GIVEN DATA →
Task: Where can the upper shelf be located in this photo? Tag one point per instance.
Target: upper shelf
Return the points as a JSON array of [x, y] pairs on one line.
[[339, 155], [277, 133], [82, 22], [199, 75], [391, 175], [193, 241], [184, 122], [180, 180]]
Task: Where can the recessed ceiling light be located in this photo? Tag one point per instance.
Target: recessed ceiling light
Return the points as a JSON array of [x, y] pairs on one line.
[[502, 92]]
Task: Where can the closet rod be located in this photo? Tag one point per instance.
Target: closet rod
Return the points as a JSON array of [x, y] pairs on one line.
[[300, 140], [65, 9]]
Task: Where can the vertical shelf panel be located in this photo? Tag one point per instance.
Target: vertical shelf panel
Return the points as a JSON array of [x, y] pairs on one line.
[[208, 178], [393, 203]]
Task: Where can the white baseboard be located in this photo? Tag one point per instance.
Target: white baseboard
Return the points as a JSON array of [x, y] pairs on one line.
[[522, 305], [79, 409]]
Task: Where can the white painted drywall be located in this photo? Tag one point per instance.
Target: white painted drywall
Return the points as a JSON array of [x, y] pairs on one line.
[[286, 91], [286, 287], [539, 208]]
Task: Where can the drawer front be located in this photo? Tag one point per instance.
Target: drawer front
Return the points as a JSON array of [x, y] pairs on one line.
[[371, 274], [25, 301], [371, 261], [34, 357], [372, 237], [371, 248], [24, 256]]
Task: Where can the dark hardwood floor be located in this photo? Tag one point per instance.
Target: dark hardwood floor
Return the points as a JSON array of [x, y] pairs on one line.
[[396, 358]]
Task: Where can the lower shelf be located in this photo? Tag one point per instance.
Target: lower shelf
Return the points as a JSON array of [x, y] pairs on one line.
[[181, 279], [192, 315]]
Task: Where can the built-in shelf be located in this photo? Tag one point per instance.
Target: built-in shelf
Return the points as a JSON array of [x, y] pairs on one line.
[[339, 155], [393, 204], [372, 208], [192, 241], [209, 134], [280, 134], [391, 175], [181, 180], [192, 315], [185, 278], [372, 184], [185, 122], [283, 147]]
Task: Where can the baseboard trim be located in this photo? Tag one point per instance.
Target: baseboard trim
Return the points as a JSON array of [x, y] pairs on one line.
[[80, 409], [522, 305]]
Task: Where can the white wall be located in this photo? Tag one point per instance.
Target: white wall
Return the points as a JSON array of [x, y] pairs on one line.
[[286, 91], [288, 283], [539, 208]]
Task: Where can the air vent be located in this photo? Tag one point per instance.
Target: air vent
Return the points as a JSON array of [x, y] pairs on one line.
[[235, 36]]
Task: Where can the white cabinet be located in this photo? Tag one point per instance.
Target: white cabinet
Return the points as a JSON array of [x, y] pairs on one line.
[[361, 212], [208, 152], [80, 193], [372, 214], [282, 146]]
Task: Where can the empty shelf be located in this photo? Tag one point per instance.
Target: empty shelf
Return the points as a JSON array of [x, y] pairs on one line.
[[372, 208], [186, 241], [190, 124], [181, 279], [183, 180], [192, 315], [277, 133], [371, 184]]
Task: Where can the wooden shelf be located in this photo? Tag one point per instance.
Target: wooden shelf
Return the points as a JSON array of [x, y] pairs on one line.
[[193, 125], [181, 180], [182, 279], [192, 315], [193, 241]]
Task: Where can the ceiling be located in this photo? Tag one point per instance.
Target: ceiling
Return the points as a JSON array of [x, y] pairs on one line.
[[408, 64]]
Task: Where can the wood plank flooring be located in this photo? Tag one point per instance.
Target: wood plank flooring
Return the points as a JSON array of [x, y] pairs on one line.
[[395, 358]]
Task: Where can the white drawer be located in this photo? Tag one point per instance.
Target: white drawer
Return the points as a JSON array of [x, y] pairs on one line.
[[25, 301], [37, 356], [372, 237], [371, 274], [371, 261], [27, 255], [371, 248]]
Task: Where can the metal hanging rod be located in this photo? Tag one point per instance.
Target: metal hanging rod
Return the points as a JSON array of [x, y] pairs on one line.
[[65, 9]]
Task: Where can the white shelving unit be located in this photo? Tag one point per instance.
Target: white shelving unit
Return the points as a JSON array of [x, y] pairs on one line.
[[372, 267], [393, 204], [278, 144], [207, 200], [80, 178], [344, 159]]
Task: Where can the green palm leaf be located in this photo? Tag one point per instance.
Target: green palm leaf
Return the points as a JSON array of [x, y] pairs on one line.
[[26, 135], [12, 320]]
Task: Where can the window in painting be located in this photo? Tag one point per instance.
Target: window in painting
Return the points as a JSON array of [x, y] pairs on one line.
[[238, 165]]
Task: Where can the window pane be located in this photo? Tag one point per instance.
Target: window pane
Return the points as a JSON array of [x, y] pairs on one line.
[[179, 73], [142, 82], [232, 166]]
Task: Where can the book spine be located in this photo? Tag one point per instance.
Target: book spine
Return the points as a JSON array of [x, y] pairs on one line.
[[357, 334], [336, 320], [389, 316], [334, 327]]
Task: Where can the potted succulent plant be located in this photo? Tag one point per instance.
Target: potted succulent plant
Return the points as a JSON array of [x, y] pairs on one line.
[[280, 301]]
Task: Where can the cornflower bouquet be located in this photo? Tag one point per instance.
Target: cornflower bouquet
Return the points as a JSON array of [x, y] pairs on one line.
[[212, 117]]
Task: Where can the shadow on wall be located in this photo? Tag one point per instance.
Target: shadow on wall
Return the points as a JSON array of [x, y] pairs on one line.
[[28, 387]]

WHAT THE TASK REQUIRES →
Determine how many lines of the material hold the string "hardwood", and state that number by itself.

RESPONSE TO THE TASK →
2